Task description
Format the entries as a two-column CSV with the headers target_request and points, one row per entry, starting at the line that contains "Target: desert floor vegetation" and continuing through the end of the entries. Place each entry's text and its answer in a single quoted field apiece, with line breaks replaced by spaces.
** Start of Record extracts **
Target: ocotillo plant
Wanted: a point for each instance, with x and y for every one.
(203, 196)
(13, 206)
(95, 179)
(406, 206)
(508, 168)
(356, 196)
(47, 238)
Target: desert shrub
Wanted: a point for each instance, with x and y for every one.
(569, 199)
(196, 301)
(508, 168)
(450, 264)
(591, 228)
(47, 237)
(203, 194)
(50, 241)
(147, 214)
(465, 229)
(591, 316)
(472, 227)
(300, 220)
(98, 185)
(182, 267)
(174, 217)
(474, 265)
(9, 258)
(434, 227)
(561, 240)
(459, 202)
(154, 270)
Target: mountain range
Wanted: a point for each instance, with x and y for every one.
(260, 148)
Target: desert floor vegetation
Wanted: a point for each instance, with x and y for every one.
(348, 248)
** End of Record extracts **
Problem solution
target_request,points
"Target: desert floor vegetation Wanted: a point for each instance, with x and y for every one.","(348, 248)"